Q2 (iv) Find the roots of the following quadratic equations, if they exist, by the method of completing the square 2x^2 + x + 4 = 0

Answer:

Given equation: 2x^2 + x + 4 = 0

On dividing both sides of the equation by 2, we obtain

\Rightarrow x^2+\frac{x}{2}+2 = 0

Adding and subtracting (\frac{1}{4})^2  in the equation, we get

\Rightarrow (x+\frac{1}{4})^2 +2- (\frac{1}{4})^2 = 0

\Rightarrow (x+\frac{1}{4})^2 = \frac{1}{16} -2 = \frac{-31}{16}

\Rightarrow (x+\frac{1}{4}) = \pm \frac{\sqrt{-31}}{4}

\Rightarrow x = \pm \frac{\sqrt{-31}}{4} - \frac{1}{4}

\Rightarrow x = \frac{\sqrt{-31}-1}{4} \ or\ x = \frac{-\sqrt{-31}-1}{4}

Here the real roots do not exist (in the higher studies we will study how to find the root of such equations).

Q2 Find the roots of the quadratic equations given in Q.1 above by applying the quadratic formula.

Answer:

(i) 2x^2-7x+3 = 0

The general form of a quadratic equation is : ax^2+bx+c = 0, where a, b, and c are arbitrary constants.

Hence on comparing the given equation with the general form, we get

a = 2,\ b = -7\ c = 3

And the quadratic formula for finding the roots is:

x= \frac{-b \pm \sqrt{b^2-4ac}}{2a}

Substituting the values in the quadratic formula, we obtain

\Rightarrow x= \frac{7 \pm \sqrt{49-24}}{4}

\Rightarrow x= \frac{7 \pm 5}{4}

\Rightarrow x= \frac{7 + 5}{4} = 3\ or\ x= \frac{7 - 5}{4} = \frac{1}{2}

Therefore, the real roots are: x =3,\ \frac{1}{2}

 

(ii) 2x^2+x-4 = 0

The general form of a quadratic equation is : ax^2+bx+c = 0, where a, b, and c are arbitrary constants.

Hence on comparing the given equation with the general form, we get

a = 2,\ b = 1\ c =-4

And the quadratic formula for finding the roots is:

x= \frac{-b \pm \sqrt{b^2-4ac}}{2a}

Substituting the values in the quadratic formula, we obtain

\Rightarrow x= \frac{-1 \pm \sqrt{1+32}}{4}

\Rightarrow x= \frac{-1 \pm \sqrt{33}}{4}

\Rightarrow x= \frac{-1 + \sqrt{33}}{4} \ or\ x= \frac{-1 - \sqrt{33}}{4}

Therefore, the real roots are: x = \frac{-1+\sqrt{33}}{4}\ or\ \frac{-1-\sqrt{33}}{4}

 

 

(iii) 4x^2+4\sqrt3x+3 = 0

The general form of a quadratic equation is : ax^2+bx+c = 0, where a, b, and c are arbitrary constants.

Collected data:

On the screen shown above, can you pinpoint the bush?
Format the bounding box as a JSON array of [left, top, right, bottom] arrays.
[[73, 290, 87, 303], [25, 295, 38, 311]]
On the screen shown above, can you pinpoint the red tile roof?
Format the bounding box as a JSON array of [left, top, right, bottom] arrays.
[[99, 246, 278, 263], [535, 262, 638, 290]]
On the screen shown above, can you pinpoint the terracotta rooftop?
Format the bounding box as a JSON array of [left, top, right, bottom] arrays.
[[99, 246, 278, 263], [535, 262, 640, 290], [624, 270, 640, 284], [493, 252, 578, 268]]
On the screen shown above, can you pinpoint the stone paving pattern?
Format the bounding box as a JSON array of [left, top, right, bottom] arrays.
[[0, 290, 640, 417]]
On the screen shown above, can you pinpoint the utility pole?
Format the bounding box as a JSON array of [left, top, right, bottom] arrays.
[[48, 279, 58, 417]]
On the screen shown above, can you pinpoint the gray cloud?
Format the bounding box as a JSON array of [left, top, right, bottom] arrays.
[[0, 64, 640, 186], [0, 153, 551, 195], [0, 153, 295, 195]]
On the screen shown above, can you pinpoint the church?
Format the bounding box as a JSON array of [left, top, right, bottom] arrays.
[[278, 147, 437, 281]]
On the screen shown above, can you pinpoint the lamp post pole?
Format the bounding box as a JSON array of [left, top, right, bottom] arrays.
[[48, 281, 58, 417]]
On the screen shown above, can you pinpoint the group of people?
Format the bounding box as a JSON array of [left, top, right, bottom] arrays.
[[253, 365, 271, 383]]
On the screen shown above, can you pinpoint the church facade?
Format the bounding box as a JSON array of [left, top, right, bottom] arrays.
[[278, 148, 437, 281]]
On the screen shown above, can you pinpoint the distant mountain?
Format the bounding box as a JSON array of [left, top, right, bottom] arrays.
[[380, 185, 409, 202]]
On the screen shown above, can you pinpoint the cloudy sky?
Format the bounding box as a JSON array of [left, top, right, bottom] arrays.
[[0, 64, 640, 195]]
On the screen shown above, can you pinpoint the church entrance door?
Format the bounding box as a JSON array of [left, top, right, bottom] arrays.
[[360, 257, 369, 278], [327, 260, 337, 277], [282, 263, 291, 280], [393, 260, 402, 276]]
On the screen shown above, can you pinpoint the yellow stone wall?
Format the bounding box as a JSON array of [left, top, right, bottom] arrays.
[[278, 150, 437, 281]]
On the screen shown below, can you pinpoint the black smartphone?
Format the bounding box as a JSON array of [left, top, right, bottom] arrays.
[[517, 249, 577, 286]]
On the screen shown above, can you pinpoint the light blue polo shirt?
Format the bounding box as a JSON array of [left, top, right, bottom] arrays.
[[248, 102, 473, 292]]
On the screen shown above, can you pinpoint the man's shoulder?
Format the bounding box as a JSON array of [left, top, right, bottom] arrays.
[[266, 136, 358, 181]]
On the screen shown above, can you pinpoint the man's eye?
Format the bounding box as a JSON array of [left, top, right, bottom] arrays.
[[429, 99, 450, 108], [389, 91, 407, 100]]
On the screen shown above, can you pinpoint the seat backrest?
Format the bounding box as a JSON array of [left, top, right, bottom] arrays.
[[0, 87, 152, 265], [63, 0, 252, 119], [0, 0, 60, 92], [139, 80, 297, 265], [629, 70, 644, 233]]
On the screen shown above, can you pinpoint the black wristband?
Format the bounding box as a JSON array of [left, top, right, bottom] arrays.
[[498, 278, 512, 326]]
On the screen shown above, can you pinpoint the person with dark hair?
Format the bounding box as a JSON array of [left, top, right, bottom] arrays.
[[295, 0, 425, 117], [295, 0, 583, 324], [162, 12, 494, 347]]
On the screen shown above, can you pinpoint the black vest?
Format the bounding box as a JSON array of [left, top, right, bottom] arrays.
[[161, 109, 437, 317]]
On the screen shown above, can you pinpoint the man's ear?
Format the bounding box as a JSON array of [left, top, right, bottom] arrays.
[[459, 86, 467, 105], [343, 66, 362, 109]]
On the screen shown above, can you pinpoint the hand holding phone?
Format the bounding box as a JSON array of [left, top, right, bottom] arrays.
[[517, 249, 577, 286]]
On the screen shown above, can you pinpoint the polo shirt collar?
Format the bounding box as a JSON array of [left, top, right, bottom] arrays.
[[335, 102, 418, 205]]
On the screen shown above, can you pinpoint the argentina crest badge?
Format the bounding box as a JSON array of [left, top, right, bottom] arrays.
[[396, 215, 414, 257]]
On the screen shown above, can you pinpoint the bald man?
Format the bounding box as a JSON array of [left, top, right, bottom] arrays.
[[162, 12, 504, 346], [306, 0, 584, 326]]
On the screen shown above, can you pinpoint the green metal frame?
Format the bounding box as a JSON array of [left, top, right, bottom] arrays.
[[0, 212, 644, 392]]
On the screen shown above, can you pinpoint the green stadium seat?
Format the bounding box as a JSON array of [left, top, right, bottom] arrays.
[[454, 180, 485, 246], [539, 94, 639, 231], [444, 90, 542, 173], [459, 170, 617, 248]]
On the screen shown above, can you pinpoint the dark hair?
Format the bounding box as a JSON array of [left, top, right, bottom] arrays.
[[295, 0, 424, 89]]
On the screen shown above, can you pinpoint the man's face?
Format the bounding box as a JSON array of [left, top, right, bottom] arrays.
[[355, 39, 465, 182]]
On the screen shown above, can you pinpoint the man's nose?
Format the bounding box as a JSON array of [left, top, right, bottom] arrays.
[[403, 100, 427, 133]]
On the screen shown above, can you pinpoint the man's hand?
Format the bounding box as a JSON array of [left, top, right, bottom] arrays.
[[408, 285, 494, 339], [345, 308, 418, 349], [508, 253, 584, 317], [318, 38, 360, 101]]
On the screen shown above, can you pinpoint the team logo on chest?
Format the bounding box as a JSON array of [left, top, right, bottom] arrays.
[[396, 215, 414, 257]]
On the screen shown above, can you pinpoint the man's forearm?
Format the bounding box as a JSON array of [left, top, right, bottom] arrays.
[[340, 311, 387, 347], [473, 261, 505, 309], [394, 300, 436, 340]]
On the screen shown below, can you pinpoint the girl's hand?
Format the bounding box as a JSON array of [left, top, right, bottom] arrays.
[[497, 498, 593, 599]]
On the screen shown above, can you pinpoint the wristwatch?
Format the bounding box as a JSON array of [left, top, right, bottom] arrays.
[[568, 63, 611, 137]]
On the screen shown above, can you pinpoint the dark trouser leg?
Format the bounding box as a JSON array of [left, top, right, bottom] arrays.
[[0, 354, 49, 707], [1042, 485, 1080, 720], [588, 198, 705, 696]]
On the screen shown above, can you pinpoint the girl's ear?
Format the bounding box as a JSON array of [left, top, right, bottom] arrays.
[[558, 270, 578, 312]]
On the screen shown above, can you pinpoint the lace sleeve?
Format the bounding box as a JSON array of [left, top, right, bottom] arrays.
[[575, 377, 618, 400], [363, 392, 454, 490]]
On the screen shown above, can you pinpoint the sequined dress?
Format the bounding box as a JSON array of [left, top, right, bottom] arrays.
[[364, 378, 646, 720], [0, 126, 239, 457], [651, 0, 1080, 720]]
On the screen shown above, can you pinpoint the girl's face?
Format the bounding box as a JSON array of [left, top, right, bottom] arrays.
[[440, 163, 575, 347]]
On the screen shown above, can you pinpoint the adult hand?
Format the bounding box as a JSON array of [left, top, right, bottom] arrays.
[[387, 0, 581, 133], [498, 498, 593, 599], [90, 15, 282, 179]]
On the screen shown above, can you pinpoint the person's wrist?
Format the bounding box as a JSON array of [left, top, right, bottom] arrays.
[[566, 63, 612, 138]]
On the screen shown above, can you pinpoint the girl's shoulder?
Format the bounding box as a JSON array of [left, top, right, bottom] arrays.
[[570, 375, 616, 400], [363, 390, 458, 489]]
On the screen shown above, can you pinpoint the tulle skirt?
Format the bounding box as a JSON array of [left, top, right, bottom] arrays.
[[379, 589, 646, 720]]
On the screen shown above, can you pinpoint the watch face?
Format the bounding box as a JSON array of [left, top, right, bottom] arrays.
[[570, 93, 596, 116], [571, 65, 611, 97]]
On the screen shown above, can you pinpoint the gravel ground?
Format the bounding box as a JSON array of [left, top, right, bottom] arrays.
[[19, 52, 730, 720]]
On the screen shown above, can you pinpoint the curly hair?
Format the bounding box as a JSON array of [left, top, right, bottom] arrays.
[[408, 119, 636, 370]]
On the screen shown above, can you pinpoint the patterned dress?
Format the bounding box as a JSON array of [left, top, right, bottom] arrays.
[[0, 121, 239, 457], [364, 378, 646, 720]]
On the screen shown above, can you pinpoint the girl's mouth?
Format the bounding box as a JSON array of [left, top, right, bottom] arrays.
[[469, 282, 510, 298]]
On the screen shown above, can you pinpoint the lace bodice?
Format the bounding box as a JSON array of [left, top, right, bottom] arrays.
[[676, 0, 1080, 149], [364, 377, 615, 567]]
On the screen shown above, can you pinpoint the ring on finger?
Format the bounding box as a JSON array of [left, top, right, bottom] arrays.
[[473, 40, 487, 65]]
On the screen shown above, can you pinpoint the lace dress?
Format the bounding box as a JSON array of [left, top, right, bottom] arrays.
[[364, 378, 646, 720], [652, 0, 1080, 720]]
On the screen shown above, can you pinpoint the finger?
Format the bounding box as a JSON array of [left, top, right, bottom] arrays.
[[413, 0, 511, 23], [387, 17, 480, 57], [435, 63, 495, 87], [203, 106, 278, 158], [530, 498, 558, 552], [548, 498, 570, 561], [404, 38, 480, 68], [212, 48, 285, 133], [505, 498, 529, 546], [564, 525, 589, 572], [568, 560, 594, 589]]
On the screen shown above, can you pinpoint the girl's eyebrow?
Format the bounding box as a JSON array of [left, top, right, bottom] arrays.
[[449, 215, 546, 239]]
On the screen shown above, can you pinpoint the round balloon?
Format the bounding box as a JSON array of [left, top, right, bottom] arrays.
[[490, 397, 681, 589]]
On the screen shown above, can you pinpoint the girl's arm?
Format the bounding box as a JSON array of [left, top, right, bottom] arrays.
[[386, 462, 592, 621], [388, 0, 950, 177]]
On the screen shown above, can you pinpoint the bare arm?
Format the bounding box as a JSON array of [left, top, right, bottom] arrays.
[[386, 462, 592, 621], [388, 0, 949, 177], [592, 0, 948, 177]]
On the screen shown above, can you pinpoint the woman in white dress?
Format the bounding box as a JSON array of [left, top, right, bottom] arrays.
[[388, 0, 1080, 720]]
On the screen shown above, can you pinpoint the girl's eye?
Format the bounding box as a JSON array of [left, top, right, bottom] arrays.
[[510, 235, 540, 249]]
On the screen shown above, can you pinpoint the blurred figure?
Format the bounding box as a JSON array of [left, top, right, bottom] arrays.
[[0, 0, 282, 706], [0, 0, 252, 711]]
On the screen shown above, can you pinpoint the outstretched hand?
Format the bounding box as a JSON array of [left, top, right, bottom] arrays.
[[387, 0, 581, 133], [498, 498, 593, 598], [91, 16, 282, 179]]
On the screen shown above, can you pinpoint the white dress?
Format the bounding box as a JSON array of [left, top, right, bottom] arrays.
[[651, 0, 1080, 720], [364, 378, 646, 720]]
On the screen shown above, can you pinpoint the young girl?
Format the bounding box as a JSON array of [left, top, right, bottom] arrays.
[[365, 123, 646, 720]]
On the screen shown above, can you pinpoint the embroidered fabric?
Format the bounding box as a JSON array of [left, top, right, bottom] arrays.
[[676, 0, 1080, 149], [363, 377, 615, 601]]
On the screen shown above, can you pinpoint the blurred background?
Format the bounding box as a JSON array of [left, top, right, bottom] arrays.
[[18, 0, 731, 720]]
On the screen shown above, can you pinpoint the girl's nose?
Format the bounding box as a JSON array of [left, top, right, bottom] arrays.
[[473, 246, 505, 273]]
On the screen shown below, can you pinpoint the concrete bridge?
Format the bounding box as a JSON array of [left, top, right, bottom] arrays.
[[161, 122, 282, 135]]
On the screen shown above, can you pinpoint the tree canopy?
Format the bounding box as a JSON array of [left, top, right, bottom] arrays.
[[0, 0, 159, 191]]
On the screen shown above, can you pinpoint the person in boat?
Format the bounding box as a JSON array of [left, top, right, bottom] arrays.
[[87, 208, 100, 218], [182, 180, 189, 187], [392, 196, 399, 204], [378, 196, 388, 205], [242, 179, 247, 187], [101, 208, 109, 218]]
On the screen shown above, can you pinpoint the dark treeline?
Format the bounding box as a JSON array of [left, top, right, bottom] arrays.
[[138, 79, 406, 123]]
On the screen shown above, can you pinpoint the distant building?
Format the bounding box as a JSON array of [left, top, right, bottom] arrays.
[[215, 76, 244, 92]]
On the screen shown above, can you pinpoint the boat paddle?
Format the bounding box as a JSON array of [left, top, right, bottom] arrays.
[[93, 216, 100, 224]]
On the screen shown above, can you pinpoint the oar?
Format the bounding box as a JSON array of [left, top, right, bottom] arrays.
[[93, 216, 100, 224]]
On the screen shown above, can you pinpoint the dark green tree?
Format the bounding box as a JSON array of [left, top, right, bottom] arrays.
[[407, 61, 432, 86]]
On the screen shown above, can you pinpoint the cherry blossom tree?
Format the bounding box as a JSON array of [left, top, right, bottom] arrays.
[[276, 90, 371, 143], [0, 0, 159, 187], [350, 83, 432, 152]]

REQUIREMENT 1: Extract from the worked solutions the passage from "Here the real" up to and including "the quadratic formula.".
REQUIREMENT 2:
Answer these questions from the worked solutions:
(a) In the completing-the-square solution of 2x^2 + x + 4 = 0, what is done to both sides of the equation first?
(b) What real roots are given for equation (i), 2x^2 - 7x + 3 = 0?
(c) What values of a, b and c are found for equation (ii), 2x^2 + x - 4 = 0?
None of the collected data lines is needed here.

EXERCISE SOLUTION 1:
Here the real roots do not exist (in the higher studies we will study how to find the root of such equations).

Q2 Find the roots of the quadratic equations given in Q.1 above by applying the quadratic formula.

EXERCISE SOLUTION 2:
(a) Both sides are divided by 2.
(b) x = 3 and x = 1/2.
(c) a = 2, b = 1 and c = -4.